Excerpt from a data file:
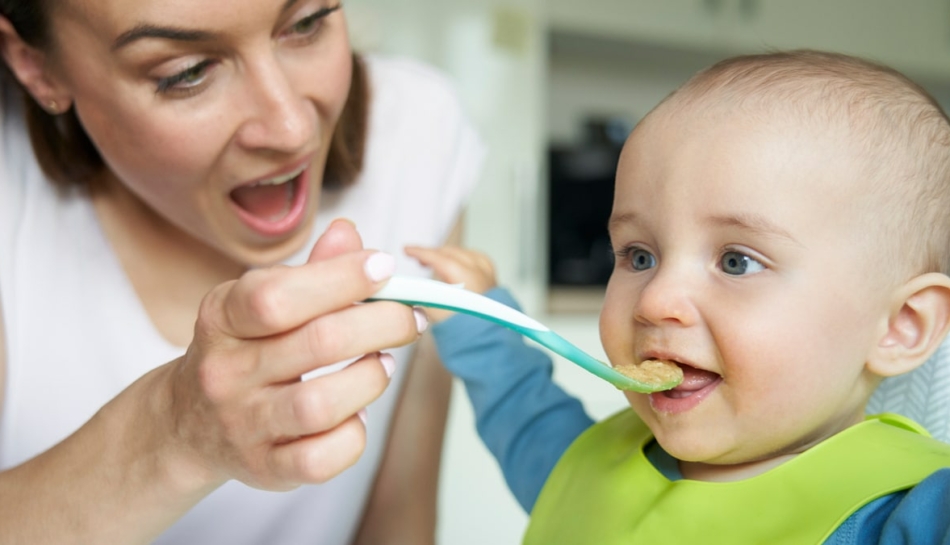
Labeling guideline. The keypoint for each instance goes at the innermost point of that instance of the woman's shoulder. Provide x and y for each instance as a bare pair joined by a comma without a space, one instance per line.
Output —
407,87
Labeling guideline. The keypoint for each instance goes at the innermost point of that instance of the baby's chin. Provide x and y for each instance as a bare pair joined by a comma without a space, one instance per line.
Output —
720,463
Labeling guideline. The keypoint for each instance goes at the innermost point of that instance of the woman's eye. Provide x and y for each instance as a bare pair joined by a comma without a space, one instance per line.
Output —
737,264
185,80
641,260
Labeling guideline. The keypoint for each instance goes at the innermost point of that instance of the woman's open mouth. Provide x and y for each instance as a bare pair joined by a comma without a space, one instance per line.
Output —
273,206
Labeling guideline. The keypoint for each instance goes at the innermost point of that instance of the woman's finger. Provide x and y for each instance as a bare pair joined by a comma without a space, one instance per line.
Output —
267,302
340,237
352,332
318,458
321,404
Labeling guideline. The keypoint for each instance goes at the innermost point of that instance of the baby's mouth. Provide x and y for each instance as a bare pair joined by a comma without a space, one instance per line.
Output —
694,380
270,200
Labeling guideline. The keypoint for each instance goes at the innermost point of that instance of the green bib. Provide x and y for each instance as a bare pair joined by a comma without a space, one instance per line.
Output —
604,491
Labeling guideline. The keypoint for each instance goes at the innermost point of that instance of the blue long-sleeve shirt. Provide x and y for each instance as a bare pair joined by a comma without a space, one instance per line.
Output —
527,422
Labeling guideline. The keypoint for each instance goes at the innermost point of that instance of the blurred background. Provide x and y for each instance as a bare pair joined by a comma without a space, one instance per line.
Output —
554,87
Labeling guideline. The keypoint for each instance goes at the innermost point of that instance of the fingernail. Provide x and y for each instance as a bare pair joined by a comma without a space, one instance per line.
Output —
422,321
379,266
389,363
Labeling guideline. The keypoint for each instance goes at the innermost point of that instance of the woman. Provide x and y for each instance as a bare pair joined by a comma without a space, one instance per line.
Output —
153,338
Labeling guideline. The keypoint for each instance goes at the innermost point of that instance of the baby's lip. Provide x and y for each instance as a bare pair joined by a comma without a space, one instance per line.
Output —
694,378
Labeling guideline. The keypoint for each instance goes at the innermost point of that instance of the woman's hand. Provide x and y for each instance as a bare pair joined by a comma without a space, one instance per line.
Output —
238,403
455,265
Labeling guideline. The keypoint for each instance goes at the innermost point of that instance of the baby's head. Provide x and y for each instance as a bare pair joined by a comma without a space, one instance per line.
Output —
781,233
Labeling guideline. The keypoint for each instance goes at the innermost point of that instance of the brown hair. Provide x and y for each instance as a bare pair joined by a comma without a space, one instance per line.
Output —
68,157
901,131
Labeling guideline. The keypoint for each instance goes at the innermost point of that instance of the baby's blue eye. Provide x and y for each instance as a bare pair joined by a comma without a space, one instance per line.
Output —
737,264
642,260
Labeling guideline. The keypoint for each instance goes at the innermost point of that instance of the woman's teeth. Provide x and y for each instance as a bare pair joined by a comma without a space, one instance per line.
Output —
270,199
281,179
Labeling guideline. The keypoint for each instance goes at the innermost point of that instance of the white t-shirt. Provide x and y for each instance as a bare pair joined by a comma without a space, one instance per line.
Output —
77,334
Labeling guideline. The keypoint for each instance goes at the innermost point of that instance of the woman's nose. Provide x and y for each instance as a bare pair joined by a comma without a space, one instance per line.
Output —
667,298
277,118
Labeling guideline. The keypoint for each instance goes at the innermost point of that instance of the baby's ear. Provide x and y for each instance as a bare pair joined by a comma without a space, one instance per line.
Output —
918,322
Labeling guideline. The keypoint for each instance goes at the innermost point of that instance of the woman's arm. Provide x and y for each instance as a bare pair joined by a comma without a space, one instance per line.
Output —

#### Work to complete:
Render every line of the data above as a numbered list, leaving out any blank lines. Omit the pictures from the list.

#### Final answer:
1. Labeling guideline. The keypoint for each instance goes at the innermost point of that instance of the woman's shoulder. Provide x and y for each instance as a bare pair joined by a comma without a space, one instance per line.
2. Output —
3. 407,87
4. Labeling guideline. The keypoint for each instance goes at the innermost point of that instance of the baby's chin. Provide x and y for each instance as a bare pair joined by a comma without a space, one instance per line.
5. Output —
6. 720,463
7. Labeling guideline. The keypoint for each instance goes at the innermost point of that instance of the woman's eye. Provide x and y for each instance as a bare pair joined by a comma without a space, one instance per line.
8. Output —
9. 737,264
10. 185,80
11. 641,260
12. Labeling guideline. The keypoint for each instance goes at the innermost point of that instance of the woman's open mouth. Provide x and y for each instance as a bare pair joined by a comma without a space, one instance per line.
13. Output —
14. 273,206
15. Labeling guideline. The keypoint for each instance goes at the innermost point of that instance of the woman's finger. Provide x and y for each instance as a bare pair joined by a comma without a space, one instance per line.
16. Output —
17. 267,302
18. 340,237
19. 352,332
20. 318,458
21. 321,404
22. Labeling guideline. The keypoint for each instance goes at the innermost point of that instance of the baby's mouth. Provide x and y for each instance as a bare pair joined by a comma without a space, one instance per line.
23. Output —
24. 694,380
25. 270,200
26. Labeling guideline. The keypoint for each instance goes at the innermost point of that instance of the green bib. Provide x and y for each instance as a bare pair joined by a comma without a space, one instance per line.
27. Output —
28. 604,491
29. Labeling guideline. The keypoint for each instance goes at the innermost point of that instance of the blue long-sleeve shirt. Provide x and y for each instance as a bare pair joined by a comma without a space, one instance per line.
30. Output —
31. 527,422
32. Labeling guideline. The keypoint for each instance goes at the innermost point of that instance of the blurred background. Provide x and y for each instance as a bare pair joined by a comma without a space, one instance per line.
33. Output —
34. 554,87
35. Labeling guideline. The keypoint for each instance goes at the innermost point of that instance of the fingernail. Provide x and y for each instance as a bare pair joined by a comma without a space, one instance per line.
36. Output —
37. 422,321
38. 379,266
39. 389,363
40. Labeling guideline. The keypoint for each instance goes at the innermost point of that instance of the woman. Provide x and y for each instance as a bare pair joined by a comma without a space, one instance per line.
41. Output —
42. 153,338
43. Labeling guideline. The keypoint for each instance goes at the innermost point of that instance of the baby's lip. Provide x and y for each instance as a bare pair joined by a comma without a space, one instance per line.
44. Output —
45. 694,378
46. Labeling guideline. The keypoint for each instance goes at the innermost point of that instance of the woman's hand. Provide x and y for each instance as a bare pair joined by a comma without a space, one instance per line.
47. Output —
48. 238,403
49. 455,265
50. Labeling guideline. The keypoint for each instance goes at the innermost point of that instance of the baby's head. Provide x and y for each instance as a bare pair joined by a comma without a space, one instance per line.
51. Output —
52. 781,233
53. Labeling guideline. The keypoint for each instance goes at the innermost point of that instance of the brown hair. Provide x and y for each instance as a bare pair joined by a comma without a space, one instance per line.
54. Output —
55. 68,157
56. 901,131
57. Labeling guideline. The keypoint for each instance goes at the innermost point of that instance of the baby's blue eye. Provide x and y for each instance as a bare pair joined by a comma without a space, one instance per line.
58. Output —
59. 737,264
60. 642,260
61. Labeling guideline. The keypoint for each instance goes at the innermost point of that instance of the woman's teeth. Provide x and y for each instance as a bare pair joined by a comma without a space, one instance per line.
62. Output —
63. 270,199
64. 281,179
65. Labeling guideline. The keypoint for each instance goes at the innermost point of that instance of the white t-shirt. Provide x and y for each instance as a bare pair joined by a comma without a space, one instance per line.
66. Output —
67. 77,334
68. Labeling guideline. The keypoint for each instance goes at the innermost point of that instance of the woman's nose. Provide x and y for each instance as a bare pair joined by a comma without a space, one instance per line.
69. Output —
70. 667,298
71. 277,118
72. Labeling guideline. The keypoint for each instance goes at the innermost point of that instance of the baby's ear. Provide x and y for each instance as a bare pair joined by a comma without a space, one instance per line.
73. Output —
74. 918,322
75. Labeling guideline. The keypoint for each instance goes at the innermost point of that instance of the woman's arm. Provide x and y for each instance as a bare pair joined by a comma without a space, one instance per line.
76. Output —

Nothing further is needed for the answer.